→ WHAT THE TASK ASKS
The data follows this line. Copy verbatim the line with "point_to annotates the dark rock" and each line after it to the end.

(Coordinate labeling data)
──────

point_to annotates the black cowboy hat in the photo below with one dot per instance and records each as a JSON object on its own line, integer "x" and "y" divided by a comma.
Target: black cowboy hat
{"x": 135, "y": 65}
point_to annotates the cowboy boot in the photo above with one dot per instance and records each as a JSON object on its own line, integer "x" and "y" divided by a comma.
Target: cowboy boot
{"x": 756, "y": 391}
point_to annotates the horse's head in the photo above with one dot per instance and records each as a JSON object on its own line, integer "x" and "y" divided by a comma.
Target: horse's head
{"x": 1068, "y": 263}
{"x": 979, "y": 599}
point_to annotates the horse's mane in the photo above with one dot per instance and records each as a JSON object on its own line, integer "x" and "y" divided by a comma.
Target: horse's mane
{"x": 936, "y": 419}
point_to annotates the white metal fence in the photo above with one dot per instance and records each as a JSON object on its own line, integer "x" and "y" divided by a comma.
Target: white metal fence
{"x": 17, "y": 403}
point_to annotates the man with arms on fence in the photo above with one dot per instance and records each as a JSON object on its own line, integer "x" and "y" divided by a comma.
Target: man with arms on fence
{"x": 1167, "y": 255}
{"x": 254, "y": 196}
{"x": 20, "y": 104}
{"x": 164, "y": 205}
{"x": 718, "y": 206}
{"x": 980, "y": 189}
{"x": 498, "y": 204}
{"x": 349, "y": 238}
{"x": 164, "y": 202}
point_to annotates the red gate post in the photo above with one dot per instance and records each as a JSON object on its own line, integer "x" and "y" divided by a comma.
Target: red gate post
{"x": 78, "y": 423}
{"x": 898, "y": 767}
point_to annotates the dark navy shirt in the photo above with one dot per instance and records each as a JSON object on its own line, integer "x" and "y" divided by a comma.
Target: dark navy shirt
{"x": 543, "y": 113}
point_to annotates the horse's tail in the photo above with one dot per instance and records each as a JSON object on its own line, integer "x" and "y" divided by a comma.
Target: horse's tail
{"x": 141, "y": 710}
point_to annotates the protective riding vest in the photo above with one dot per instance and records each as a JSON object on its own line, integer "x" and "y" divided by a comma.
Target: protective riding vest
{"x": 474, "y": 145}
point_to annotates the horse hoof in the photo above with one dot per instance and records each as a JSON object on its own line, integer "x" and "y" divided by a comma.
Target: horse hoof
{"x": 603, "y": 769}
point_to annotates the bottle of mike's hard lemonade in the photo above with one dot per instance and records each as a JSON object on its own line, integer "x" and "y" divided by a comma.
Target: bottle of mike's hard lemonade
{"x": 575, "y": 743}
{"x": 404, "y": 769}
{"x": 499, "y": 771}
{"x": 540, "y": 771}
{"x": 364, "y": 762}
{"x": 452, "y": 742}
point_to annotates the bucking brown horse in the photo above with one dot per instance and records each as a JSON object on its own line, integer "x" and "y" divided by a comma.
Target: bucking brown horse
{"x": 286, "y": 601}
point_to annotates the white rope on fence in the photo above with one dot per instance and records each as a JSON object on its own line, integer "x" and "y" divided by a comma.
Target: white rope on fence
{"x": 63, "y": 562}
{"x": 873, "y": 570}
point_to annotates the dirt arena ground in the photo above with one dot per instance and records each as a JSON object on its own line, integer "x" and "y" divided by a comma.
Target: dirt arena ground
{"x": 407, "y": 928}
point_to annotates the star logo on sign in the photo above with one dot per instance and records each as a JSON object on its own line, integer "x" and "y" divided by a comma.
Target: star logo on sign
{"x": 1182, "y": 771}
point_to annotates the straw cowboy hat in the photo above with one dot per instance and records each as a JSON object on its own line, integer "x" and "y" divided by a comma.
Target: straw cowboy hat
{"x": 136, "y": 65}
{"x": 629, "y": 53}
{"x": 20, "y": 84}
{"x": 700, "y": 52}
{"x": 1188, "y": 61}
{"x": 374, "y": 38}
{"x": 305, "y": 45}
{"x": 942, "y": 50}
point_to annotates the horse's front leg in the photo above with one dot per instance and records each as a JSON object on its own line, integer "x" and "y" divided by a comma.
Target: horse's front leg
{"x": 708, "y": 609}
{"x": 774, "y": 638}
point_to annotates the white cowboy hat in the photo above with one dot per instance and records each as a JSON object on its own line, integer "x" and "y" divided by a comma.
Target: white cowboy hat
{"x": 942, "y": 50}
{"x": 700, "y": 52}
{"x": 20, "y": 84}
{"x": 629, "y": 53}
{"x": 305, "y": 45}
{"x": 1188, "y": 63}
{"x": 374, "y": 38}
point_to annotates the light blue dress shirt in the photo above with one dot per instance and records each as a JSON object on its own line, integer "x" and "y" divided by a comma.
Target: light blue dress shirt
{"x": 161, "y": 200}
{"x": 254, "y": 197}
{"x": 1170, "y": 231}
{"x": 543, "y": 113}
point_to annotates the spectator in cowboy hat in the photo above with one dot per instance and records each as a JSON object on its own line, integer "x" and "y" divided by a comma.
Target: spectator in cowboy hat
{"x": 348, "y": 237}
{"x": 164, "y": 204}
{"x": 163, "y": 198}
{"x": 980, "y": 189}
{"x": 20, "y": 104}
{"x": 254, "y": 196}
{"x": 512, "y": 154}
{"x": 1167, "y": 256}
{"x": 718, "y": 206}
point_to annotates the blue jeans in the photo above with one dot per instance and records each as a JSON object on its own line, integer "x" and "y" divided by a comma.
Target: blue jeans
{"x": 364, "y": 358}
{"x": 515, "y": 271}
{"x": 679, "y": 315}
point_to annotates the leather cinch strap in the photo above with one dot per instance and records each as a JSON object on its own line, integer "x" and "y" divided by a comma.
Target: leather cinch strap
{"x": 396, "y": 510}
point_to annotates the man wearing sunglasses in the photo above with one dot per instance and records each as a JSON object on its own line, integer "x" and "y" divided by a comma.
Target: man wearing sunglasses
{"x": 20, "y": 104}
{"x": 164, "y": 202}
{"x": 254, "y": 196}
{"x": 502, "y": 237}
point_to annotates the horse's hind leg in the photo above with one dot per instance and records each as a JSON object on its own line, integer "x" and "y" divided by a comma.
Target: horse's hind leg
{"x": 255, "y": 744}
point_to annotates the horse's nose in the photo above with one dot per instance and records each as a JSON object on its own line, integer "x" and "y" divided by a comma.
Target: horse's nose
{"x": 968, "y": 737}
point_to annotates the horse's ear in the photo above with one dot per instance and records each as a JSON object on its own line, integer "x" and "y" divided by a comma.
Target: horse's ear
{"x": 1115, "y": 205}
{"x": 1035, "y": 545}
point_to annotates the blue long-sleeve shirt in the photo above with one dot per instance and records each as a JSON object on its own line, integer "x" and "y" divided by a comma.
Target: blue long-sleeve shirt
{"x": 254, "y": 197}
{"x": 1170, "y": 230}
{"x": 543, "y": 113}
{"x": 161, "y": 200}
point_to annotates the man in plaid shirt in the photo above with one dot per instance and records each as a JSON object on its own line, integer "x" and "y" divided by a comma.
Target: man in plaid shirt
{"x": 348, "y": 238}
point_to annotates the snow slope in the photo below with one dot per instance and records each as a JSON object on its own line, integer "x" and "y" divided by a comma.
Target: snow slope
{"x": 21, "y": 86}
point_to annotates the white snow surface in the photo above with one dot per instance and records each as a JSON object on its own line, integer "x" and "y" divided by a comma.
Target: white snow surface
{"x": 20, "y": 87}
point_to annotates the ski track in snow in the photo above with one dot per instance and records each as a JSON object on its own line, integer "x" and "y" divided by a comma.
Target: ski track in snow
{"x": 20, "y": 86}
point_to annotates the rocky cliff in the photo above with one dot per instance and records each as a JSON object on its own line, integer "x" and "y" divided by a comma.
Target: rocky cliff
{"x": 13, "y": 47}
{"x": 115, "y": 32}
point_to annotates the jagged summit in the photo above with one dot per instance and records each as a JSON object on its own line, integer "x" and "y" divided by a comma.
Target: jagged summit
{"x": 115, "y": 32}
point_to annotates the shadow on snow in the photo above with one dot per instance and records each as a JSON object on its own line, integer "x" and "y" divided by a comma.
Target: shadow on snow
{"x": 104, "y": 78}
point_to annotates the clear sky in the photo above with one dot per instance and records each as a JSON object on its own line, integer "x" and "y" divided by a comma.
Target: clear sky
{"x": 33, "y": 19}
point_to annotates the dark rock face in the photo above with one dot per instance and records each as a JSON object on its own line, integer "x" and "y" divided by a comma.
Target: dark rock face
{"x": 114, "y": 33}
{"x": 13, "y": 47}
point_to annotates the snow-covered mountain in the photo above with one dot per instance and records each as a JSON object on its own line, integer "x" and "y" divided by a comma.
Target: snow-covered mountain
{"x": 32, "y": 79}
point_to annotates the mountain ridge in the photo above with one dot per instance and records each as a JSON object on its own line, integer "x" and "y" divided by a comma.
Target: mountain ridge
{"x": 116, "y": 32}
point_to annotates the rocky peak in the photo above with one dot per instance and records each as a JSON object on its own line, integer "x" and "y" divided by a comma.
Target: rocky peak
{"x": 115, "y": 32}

──────

→ EXERCISE RESPONSE
point_to annotates the dark rock face in the photo above with one dot per instance and records each as a JSON object on its own line, integer "x" and "y" divided by a comma.
Target: dark rock face
{"x": 114, "y": 33}
{"x": 13, "y": 47}
point_to annotates the snow-covered mountain in the photo above with one dot per instance and records each as a JSON object on its own line, integer "x" and "y" divided by a comma.
Target: snow-covered mountain
{"x": 32, "y": 79}
point_to annotates the mountain ridge in the photo above with one dot per instance and records each as a JSON object on its own line, integer "x" and "y" divided by a comma.
Target: mountain ridge
{"x": 116, "y": 32}
point_to annotates the rocky peak in the photo above with one dot per instance and records each as a JSON object on its own line, integer "x" and "y" divided by a comma.
Target: rocky peak
{"x": 115, "y": 32}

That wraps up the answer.